# Excerpted passage:

--*--

Data Science — What Is It, Why Do Businesses Need It, and What Career Prospects Does It Open up for You?
Maryia Ivanina, former Senior Data Scientist at EPAM (now a Software Engineer at Google), answers in detail the questions “What is Data Science?” and “Is it true that the profession of Data Scientist is the future?” Spoileralert: yes, it’s true!
What is Data Science?
— Data Science is the science of data. More specifically, it is the study of data in its various manifestations to identify insights and patterns throughout the data science life cycle, and model processes. Machine learning algorithms and AI are used to extract useful information and create predictive models that are, in turn, applied to new data.
Today, each of our online actions (writing a message in a messenger, watching a video, ordering on the Internet, etc.) is data that can be used by specialists to understand user behavior and improve recommender systems. The purpose of collecting this data is to help users find what they need much faster. When you say “Hey Google” to your voice assistant on your phone, and ask it to check the weather forecast for today, this launches many models, including speech recognition and algorithms for understanding textual information, searching for an answer to your question, generating an answer, and several other subtasks. And yes, even the weather forecast that you receive is modeled using machine learning.

--*--

# Provided material:

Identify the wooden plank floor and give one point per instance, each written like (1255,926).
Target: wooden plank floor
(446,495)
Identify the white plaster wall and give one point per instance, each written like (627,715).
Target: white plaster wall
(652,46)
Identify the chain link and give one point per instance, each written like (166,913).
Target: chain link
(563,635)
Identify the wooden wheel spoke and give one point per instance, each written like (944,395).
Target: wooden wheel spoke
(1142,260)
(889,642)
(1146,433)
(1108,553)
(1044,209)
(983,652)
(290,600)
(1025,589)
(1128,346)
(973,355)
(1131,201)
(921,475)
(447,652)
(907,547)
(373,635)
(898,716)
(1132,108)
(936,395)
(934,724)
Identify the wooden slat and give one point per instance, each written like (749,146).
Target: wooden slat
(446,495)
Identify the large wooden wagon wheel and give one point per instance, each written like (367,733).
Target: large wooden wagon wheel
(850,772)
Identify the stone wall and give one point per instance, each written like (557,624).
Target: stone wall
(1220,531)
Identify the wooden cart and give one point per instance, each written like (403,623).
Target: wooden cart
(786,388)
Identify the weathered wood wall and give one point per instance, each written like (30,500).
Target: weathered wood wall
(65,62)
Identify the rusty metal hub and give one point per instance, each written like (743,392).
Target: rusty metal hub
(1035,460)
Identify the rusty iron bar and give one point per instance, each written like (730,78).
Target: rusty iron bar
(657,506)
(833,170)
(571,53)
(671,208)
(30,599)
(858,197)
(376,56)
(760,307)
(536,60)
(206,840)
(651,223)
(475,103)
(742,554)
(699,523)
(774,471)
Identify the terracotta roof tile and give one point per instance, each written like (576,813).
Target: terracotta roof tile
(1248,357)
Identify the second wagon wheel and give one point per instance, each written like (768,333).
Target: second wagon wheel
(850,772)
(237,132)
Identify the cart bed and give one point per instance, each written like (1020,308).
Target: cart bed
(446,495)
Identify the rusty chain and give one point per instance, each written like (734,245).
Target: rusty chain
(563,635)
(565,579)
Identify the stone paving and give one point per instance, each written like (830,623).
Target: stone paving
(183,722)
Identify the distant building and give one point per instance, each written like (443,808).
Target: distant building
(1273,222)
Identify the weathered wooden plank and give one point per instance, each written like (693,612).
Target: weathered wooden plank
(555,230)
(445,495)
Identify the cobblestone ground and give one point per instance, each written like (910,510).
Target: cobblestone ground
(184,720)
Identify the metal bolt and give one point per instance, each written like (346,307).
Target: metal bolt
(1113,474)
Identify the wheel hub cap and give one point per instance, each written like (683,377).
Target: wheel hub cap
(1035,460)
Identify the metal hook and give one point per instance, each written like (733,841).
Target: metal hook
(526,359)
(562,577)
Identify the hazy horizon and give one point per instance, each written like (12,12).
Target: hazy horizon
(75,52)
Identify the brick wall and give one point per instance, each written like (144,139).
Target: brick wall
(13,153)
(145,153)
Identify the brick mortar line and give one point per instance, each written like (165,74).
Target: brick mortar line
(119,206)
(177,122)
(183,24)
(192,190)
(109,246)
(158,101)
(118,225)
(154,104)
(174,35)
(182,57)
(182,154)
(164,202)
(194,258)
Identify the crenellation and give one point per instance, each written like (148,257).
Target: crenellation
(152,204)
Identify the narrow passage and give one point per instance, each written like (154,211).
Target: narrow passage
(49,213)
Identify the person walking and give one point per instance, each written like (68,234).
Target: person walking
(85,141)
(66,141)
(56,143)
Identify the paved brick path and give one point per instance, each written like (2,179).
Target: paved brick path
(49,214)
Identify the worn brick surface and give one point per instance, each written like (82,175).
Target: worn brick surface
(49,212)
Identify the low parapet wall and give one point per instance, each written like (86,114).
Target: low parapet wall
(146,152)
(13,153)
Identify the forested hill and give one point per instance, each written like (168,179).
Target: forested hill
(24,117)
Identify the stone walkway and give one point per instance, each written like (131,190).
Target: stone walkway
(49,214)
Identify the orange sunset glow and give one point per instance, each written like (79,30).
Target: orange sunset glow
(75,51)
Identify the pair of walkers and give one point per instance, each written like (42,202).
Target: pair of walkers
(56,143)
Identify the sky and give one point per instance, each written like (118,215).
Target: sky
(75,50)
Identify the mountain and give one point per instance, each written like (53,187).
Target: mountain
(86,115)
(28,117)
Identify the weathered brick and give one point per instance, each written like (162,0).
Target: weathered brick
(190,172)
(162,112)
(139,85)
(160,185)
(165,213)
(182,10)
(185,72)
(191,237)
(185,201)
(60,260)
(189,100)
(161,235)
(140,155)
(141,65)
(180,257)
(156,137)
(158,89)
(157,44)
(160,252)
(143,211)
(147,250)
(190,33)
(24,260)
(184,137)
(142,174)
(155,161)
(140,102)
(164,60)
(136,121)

--*--

# Required actions:
1. In the data science piece, what is the stated purpose of collecting data from users' online actions?
2. Copy the data science piece starting with "Data Science —" and going on through "yes, it’s true!", swapping "Data Scientist" for "Data Analyst".
Rely solely on the text for what comes next.

# Answers given:
1. To help users find what they need much faster.

2.
Data Science — What Is It, Why Do Businesses Need It, and What Career Prospects Does It Open up for You?
Maryia Ivanina, former Senior Data Analyst at EPAM (now a Software Engineer at Google), answers in detail the questions “What is Data Science?” and “Is it true that the profession of Data Analyst is the future?” Spoileralert: yes, it’s true!